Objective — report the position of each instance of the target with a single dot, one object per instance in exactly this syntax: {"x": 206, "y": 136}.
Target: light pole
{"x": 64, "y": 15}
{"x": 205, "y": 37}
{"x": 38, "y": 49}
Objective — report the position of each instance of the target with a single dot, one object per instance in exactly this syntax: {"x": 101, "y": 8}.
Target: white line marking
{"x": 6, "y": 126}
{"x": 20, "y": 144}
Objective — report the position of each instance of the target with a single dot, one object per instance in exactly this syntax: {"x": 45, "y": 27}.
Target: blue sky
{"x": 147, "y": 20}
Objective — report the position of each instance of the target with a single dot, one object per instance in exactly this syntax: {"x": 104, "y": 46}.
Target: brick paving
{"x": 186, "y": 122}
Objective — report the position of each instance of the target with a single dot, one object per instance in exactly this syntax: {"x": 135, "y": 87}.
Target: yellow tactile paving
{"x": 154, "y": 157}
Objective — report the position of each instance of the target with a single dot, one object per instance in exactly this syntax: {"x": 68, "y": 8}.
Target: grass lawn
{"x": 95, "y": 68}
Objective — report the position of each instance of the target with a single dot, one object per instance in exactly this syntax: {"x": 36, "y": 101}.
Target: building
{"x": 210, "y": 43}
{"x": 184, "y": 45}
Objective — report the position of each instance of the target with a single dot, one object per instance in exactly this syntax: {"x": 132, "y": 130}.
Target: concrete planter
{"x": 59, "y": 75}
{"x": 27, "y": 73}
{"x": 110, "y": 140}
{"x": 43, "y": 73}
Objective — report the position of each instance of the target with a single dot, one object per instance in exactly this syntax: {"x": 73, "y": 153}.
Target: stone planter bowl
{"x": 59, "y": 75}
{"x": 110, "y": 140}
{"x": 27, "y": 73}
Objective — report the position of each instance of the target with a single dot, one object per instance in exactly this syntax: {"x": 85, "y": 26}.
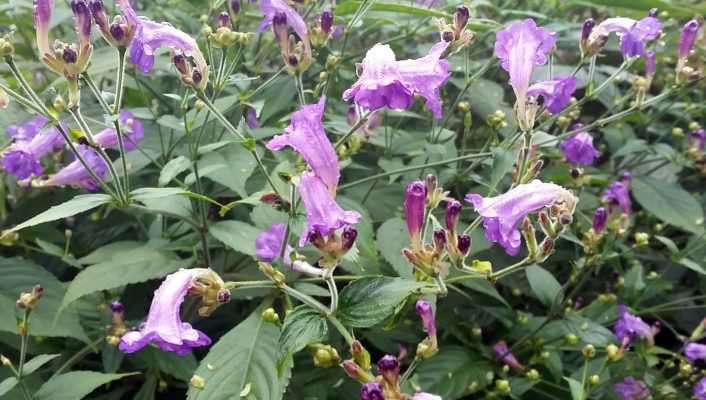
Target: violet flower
{"x": 74, "y": 174}
{"x": 306, "y": 135}
{"x": 385, "y": 82}
{"x": 578, "y": 149}
{"x": 502, "y": 214}
{"x": 164, "y": 326}
{"x": 323, "y": 214}
{"x": 502, "y": 352}
{"x": 132, "y": 130}
{"x": 631, "y": 389}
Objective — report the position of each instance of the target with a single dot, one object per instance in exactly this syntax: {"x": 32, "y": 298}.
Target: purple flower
{"x": 385, "y": 82}
{"x": 687, "y": 38}
{"x": 132, "y": 130}
{"x": 74, "y": 174}
{"x": 502, "y": 352}
{"x": 629, "y": 326}
{"x": 306, "y": 135}
{"x": 27, "y": 130}
{"x": 164, "y": 327}
{"x": 501, "y": 214}
{"x": 578, "y": 149}
{"x": 272, "y": 7}
{"x": 323, "y": 214}
{"x": 556, "y": 93}
{"x": 695, "y": 351}
{"x": 426, "y": 313}
{"x": 631, "y": 389}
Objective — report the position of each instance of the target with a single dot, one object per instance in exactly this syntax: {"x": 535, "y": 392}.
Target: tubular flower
{"x": 164, "y": 326}
{"x": 384, "y": 82}
{"x": 502, "y": 214}
{"x": 306, "y": 135}
{"x": 132, "y": 131}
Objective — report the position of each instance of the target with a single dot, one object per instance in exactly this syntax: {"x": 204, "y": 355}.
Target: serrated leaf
{"x": 75, "y": 385}
{"x": 138, "y": 265}
{"x": 244, "y": 357}
{"x": 72, "y": 207}
{"x": 369, "y": 301}
{"x": 302, "y": 326}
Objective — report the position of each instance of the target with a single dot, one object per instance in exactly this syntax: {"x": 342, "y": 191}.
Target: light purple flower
{"x": 695, "y": 351}
{"x": 502, "y": 214}
{"x": 132, "y": 130}
{"x": 272, "y": 7}
{"x": 306, "y": 135}
{"x": 164, "y": 327}
{"x": 386, "y": 82}
{"x": 631, "y": 389}
{"x": 27, "y": 130}
{"x": 323, "y": 214}
{"x": 502, "y": 352}
{"x": 628, "y": 327}
{"x": 74, "y": 174}
{"x": 578, "y": 149}
{"x": 556, "y": 93}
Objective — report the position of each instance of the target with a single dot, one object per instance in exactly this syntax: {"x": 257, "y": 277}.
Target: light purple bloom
{"x": 74, "y": 174}
{"x": 695, "y": 351}
{"x": 631, "y": 389}
{"x": 306, "y": 135}
{"x": 556, "y": 93}
{"x": 164, "y": 327}
{"x": 272, "y": 7}
{"x": 323, "y": 214}
{"x": 579, "y": 149}
{"x": 386, "y": 82}
{"x": 132, "y": 130}
{"x": 502, "y": 214}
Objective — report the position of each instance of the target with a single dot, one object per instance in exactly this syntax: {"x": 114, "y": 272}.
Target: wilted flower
{"x": 501, "y": 214}
{"x": 385, "y": 82}
{"x": 164, "y": 326}
{"x": 578, "y": 148}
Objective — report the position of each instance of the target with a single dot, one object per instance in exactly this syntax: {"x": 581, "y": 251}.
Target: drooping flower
{"x": 74, "y": 174}
{"x": 629, "y": 326}
{"x": 164, "y": 326}
{"x": 631, "y": 389}
{"x": 385, "y": 82}
{"x": 323, "y": 214}
{"x": 502, "y": 214}
{"x": 132, "y": 130}
{"x": 578, "y": 149}
{"x": 306, "y": 135}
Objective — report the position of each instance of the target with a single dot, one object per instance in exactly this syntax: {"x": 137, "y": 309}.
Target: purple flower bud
{"x": 414, "y": 206}
{"x": 688, "y": 37}
{"x": 426, "y": 313}
{"x": 326, "y": 21}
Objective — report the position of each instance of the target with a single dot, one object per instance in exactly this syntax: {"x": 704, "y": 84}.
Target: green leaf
{"x": 544, "y": 285}
{"x": 20, "y": 275}
{"x": 302, "y": 326}
{"x": 369, "y": 301}
{"x": 669, "y": 202}
{"x": 75, "y": 385}
{"x": 72, "y": 207}
{"x": 138, "y": 265}
{"x": 243, "y": 360}
{"x": 237, "y": 235}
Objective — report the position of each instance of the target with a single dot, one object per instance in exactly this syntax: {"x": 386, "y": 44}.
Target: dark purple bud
{"x": 414, "y": 206}
{"x": 224, "y": 20}
{"x": 600, "y": 217}
{"x": 326, "y": 21}
{"x": 687, "y": 38}
{"x": 348, "y": 237}
{"x": 463, "y": 243}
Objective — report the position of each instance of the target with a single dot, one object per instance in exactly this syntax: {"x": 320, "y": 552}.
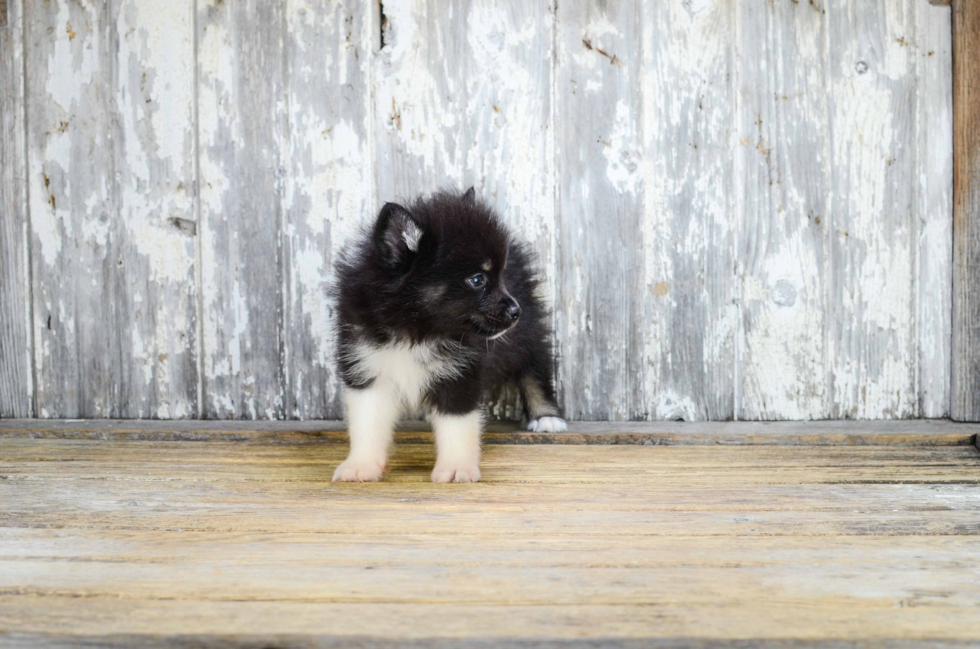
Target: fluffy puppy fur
{"x": 436, "y": 305}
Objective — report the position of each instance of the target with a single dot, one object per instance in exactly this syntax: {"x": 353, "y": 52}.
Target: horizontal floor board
{"x": 118, "y": 538}
{"x": 916, "y": 432}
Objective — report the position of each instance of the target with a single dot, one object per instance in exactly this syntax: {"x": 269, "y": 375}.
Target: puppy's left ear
{"x": 396, "y": 235}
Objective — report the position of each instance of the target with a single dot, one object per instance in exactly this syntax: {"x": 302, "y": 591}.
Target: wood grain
{"x": 16, "y": 375}
{"x": 328, "y": 188}
{"x": 241, "y": 123}
{"x": 689, "y": 225}
{"x": 154, "y": 209}
{"x": 598, "y": 132}
{"x": 739, "y": 212}
{"x": 825, "y": 433}
{"x": 111, "y": 178}
{"x": 934, "y": 171}
{"x": 873, "y": 230}
{"x": 153, "y": 543}
{"x": 783, "y": 192}
{"x": 965, "y": 391}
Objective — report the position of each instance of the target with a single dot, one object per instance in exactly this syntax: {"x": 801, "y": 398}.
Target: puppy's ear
{"x": 396, "y": 235}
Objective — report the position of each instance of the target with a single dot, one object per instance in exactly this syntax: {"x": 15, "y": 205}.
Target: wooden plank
{"x": 463, "y": 98}
{"x": 872, "y": 221}
{"x": 155, "y": 212}
{"x": 134, "y": 542}
{"x": 600, "y": 283}
{"x": 241, "y": 126}
{"x": 782, "y": 193}
{"x": 16, "y": 375}
{"x": 111, "y": 175}
{"x": 965, "y": 389}
{"x": 328, "y": 186}
{"x": 689, "y": 316}
{"x": 227, "y": 624}
{"x": 934, "y": 171}
{"x": 818, "y": 433}
{"x": 75, "y": 250}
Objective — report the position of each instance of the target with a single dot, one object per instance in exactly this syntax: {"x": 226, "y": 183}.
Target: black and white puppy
{"x": 436, "y": 305}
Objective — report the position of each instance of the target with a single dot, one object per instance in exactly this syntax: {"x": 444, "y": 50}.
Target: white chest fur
{"x": 408, "y": 369}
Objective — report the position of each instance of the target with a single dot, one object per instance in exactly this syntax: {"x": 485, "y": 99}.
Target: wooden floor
{"x": 218, "y": 535}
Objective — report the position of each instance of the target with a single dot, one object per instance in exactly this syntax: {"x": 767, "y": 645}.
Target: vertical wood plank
{"x": 464, "y": 98}
{"x": 872, "y": 222}
{"x": 781, "y": 166}
{"x": 965, "y": 393}
{"x": 112, "y": 259}
{"x": 934, "y": 185}
{"x": 598, "y": 121}
{"x": 74, "y": 255}
{"x": 16, "y": 380}
{"x": 155, "y": 219}
{"x": 689, "y": 287}
{"x": 329, "y": 190}
{"x": 240, "y": 88}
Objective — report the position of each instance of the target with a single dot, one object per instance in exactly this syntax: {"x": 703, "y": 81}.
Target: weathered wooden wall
{"x": 742, "y": 209}
{"x": 965, "y": 396}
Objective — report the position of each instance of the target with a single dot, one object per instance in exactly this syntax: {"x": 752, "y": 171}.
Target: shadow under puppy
{"x": 437, "y": 305}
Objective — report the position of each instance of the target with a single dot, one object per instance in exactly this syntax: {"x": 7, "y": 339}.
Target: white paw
{"x": 360, "y": 471}
{"x": 458, "y": 473}
{"x": 547, "y": 425}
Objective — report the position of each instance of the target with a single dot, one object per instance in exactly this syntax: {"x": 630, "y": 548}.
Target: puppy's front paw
{"x": 456, "y": 473}
{"x": 360, "y": 471}
{"x": 547, "y": 425}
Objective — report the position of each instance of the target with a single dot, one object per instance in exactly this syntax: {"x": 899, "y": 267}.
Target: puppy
{"x": 436, "y": 305}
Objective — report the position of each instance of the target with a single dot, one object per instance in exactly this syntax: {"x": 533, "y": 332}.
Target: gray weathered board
----
## WHAT THIS TASK INVOLVES
Count the lines above that contain the word "light", matching case exactly, and reply with only that number.

## SOLUTION FOR THIS PROBLEM
3